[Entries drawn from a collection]

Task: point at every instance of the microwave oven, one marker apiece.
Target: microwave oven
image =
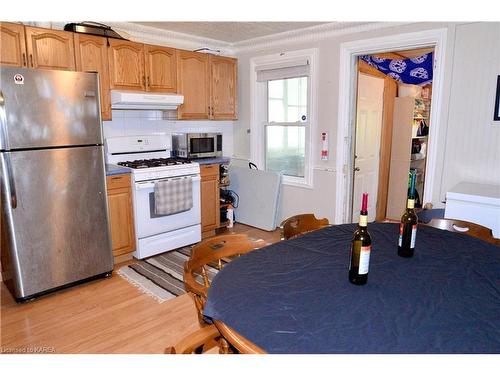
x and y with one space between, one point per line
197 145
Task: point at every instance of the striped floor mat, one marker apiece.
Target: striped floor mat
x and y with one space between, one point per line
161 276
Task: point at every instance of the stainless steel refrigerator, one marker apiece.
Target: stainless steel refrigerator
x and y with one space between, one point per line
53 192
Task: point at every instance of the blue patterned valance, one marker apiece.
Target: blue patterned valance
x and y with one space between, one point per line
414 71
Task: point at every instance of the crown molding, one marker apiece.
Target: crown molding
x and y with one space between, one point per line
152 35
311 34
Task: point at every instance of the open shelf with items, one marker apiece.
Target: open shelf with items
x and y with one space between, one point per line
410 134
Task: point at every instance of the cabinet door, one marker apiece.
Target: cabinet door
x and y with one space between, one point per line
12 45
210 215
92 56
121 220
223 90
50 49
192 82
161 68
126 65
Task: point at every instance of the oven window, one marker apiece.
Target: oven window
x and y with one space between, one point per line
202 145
* * *
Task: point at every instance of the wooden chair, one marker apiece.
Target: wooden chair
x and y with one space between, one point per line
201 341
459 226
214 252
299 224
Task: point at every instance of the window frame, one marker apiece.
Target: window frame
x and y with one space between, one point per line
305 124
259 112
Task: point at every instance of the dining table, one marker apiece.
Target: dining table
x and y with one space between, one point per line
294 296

Given exercise
Count how many lines in the rows above contain the word "Target", and reply with that number alone.

Output for this task
11